EXERCISES TO COMPLETE
**a)** Reproduce the passage of the Shepherdstown history that begins at the words "The colony of" and stops after the words "name became Shepherdstown.".
**b)** From the Shepherdstown history, list every name by which the settlement on Thomas Shepherd's tract has been known.
**c)** Continue the Shepherdstown history from its final sentence.
-- Start TEXT --
Colonial settlers began their migration into the northern end of the Shenandoah Valley in the early 1700s. Many crossed the Potomac River at Pack Horse Ford, about one mile downriver from the modern site of Shepherdstown. There, Native American tribes once clashed at what was then part of the Warrior Path. Later it was known as the Great Philadelphia Wagon Road, a major north-south connector of colonial and early America.
The colony of Virginia began issuing Valley land grants in the 1730s, but settlers in the area of what became Shepherdstown had arrived earlier, perhaps before 1720. In 1734, Thomas Shepherd took up a tract of 222 acres on the south side of the Potomac, along the Falling Spring Branch, now known as Town Run. For a brief time the settlement there was called Pack Horse Ford or Swearingen’s Ferry. In 1762, the Virginia Assembly established the town as Mecklenburg. As the sole trustee, Shepherd retained chief responsibility for its government. Later 18th century enactments granted self government, enlarged the town limits, and changed the name to Shepherd’s Town. After the Civil War, the name became Shepherdstown.
More than twenty natural springs feed Town Run before it enters the south end of town. The Run rarely floods and never runs dry; it meanders through backyards, under houses, across alleys and beneath five streets before it rushes downward to the Potomac. To early settlers the stream provided water for domestic purposes and fire fighting as well as fish for the table. Most important, it powered the shops of millers, tanners, potters, smiths, and other artisans. As a result, on the eve of the American Revolution, the town thrived. A busy waterfront on the Potomac and workshops on Town Run complemented growing farms beyond the town. Mecklenburg had grown to 1,000 inhabitants and had a ferry crossing the river to Maryland. Being near Pack Horse Ford gave the town a strategic location on the Great Philadelphia Wagon Road. With the official blessing of the Virginia Assembly, Mecklenburg residents celebrated two annual fairs “for the sale and vending of all manner of cattle, victuals, provisions, goods, wares, and merchandise whatsoever.”
-- End TEXT --
-- Start DATA EXTRACT --
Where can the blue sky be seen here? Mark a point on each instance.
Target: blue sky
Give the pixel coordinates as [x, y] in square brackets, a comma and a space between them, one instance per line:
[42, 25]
-- End DATA EXTRACT --
ANSWERS FOR THIS EXERCISE
**a)**
The colony of Virginia began issuing Valley land grants in the 1730s, but settlers in the area of what became Shepherdstown had arrived earlier, perhaps before 1720. In 1734, Thomas Shepherd took up a tract of 222 acres on the south side of the Potomac, along the Falling Spring Branch, now known as Town Run. For a brief time the settlement there was called Pack Horse Ford or Swearingen’s Ferry. In 1762, the Virginia Assembly established the town as Mecklenburg. As the sole trustee, Shepherd retained chief responsibility for its government. Later 18th century enactments granted self government, enlarged the town limits, and changed the name to Shepherd’s Town. After the Civil War, the name became Shepherdstown.

**b)**
- Pack Horse Ford
- Swearingen's Ferry
- Mecklenburg
- Shepherd's Town
- Shepherdstown

**c)**
In the summer of 1775, the Continental Congress issued a call for volunteer rifle companies from Virginia, Maryland, and Pennsylvania to come to the aid of embattled Boston. Captain Hugh Stephenson filled the ranks of his 100 man company from around Mecklenburg. The troops departed from Morgan’s Spring, about one-half mile south of the town limits, in mid-July. This famous “Beeline March” covered 600 miles in 24 days as the marchers hastened to help fellow colonists threatened by George III’s Redcoats.
The town contributed liberally to the cause of American independence. Its cemeteries contain at least thirty-eight Revolutionary veterans, a measure of the town’s military involvement. Citizens also supplied clothing, wagons, saddles, and other items for military use.
After the Revolution, the little river town continued to flourish, though the War left many widows and orphans, and some veterans moved west to take up land grants. On December 3, 1787, a historic moment during the critical days of the early republic, James Rumsey conducted a successful trial of a steamboat. A large gathering of townspeople and notables witnessed the event from the banks and bluffs of the Potomac River. A few months later, Abraham Shepherd provided riverfront land and facilities for the Mecklenburg Warehouse, a tobacco inspection facility approved by the Virginia General Assembly in 1788.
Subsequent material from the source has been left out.